** BEGIN **

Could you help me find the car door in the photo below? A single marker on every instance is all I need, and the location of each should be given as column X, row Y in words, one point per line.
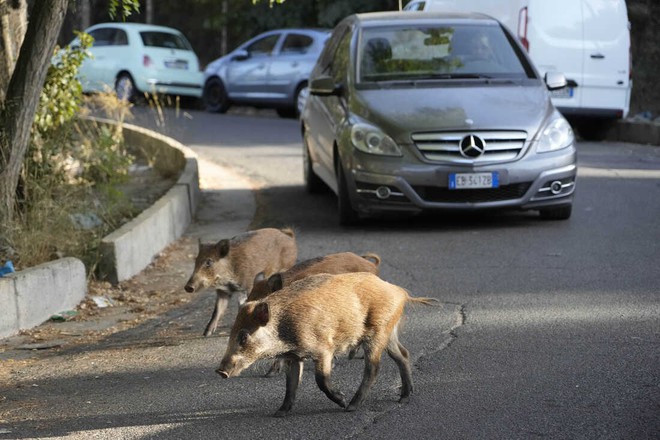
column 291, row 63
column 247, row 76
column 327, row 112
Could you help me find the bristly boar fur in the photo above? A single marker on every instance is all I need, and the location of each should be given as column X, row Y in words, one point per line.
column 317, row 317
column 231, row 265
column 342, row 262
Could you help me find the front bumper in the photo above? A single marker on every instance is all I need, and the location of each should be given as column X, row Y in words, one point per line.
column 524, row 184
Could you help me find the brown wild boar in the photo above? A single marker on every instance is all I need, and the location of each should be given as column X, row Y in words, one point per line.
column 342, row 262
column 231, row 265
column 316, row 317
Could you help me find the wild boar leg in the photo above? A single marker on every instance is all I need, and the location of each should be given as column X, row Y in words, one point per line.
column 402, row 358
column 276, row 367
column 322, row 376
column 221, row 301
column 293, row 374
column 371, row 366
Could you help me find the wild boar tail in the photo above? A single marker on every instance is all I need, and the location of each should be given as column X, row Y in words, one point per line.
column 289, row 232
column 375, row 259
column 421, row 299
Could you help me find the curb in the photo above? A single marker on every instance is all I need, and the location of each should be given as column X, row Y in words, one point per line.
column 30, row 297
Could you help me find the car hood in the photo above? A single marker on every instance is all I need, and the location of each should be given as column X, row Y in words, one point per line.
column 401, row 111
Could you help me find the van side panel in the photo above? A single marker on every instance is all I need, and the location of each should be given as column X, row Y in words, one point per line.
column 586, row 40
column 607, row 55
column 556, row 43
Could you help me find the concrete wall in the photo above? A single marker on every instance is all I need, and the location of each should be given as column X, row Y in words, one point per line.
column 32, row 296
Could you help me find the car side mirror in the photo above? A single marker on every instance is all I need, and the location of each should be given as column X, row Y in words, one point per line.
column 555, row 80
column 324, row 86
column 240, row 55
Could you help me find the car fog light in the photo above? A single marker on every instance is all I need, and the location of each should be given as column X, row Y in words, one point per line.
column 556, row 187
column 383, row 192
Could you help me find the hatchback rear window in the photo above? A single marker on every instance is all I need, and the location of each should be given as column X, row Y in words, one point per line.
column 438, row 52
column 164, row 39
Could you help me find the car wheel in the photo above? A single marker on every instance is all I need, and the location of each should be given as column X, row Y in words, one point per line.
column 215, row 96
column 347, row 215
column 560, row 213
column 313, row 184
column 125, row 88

** END **
** BEGIN **

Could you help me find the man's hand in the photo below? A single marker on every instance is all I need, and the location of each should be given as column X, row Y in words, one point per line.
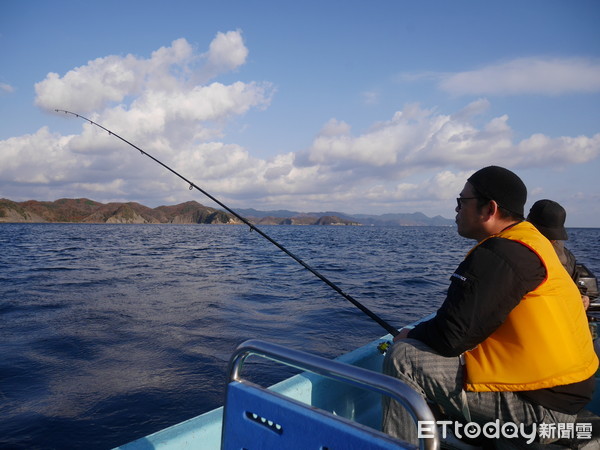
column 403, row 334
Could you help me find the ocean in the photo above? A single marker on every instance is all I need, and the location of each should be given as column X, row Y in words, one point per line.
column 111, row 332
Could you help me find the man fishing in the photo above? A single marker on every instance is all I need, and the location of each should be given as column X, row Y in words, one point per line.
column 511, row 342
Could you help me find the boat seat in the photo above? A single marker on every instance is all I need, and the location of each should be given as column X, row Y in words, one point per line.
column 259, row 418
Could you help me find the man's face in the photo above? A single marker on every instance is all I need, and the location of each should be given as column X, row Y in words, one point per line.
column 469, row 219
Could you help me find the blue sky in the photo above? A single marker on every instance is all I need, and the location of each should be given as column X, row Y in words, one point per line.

** END **

Can you duplicate the lines above word for word, starting with the line that has "Could you help me find the ocean" and stopping after the line that has "column 259, row 418"?

Could you help me find the ocean in the photo above? A single marker on every instance is all I need, and the location of each should be given as column X, row Y in words, one point per line.
column 111, row 332
Could you help me find the man fishing in the photo above? A single marker on every instance is all I need, and the location of each should be given as column X, row Y in words, one point per line.
column 511, row 342
Could you help me find the boat seat in the photo above? A single marker on every instance is all I need, and the location of each should be given as column X, row Y in words, one point per line.
column 259, row 418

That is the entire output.